Entries provided:
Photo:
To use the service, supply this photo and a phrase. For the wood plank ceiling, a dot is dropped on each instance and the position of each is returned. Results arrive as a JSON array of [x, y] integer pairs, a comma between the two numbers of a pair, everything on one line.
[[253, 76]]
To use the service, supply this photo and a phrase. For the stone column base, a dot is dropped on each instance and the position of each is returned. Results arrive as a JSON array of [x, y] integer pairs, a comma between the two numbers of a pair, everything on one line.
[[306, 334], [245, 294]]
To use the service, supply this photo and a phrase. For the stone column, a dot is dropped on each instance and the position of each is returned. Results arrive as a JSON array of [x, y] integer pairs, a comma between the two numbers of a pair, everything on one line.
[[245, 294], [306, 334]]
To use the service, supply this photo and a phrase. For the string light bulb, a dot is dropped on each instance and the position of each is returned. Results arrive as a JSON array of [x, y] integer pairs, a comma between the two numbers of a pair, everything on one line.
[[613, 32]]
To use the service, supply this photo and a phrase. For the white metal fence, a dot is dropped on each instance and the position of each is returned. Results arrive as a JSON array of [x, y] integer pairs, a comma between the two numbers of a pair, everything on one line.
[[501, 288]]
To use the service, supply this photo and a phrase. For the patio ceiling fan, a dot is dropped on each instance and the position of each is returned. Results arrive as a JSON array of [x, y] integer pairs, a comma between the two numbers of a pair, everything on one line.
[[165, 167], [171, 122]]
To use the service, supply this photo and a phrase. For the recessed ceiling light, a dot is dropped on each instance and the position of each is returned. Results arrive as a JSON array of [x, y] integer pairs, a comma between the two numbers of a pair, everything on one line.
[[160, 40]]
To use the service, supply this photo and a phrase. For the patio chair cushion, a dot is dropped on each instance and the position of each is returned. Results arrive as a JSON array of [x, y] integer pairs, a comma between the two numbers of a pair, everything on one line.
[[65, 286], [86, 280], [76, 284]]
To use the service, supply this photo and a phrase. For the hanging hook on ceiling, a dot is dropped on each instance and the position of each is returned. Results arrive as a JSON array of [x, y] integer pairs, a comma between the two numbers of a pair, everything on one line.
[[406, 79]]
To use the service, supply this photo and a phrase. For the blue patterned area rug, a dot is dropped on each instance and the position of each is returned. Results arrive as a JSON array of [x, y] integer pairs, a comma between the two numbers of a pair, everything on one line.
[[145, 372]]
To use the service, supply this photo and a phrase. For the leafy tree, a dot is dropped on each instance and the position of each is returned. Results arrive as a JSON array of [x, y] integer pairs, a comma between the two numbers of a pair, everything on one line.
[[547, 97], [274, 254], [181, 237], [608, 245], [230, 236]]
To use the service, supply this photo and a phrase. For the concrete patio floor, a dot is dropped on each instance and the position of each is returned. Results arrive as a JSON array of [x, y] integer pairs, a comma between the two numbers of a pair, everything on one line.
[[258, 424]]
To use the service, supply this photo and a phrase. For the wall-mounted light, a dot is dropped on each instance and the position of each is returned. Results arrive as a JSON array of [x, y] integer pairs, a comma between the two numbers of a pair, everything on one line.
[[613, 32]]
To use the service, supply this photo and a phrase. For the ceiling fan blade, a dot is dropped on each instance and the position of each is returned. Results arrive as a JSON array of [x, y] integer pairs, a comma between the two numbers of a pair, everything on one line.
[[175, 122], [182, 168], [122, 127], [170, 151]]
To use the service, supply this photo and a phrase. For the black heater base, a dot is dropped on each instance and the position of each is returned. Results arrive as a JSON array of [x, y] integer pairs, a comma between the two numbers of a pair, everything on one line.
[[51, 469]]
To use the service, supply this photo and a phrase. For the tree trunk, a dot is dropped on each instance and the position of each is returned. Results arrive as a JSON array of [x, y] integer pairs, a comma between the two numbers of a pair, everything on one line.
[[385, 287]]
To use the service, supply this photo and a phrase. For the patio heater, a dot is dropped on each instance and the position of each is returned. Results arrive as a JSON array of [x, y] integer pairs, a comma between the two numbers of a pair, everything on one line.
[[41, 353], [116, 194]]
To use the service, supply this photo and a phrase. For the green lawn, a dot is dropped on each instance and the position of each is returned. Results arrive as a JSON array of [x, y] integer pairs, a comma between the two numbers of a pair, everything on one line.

Task description: Copy verbatim the lines starting at the one containing "column base, a" and ending at the one containing "[[245, 294], [306, 334]]". Include both of those lines.

Exercise result:
To use the service, supply this photo and a phrase. For the stone column base, a dot is dropped on each instance and the position of each is returned. Results arrive as a JSON array of [x, y] integer pairs, a comma between the two numbers of a pair, everything on one line.
[[306, 334], [245, 294]]
To use the service, supply this photo and a phrase. For the stone column, a dot is dropped on each instance and the position of each is returned. Results arrive as a JSON array of [x, y] integer pairs, a comma between the two numbers of a pair, everything on one line.
[[245, 294], [306, 334]]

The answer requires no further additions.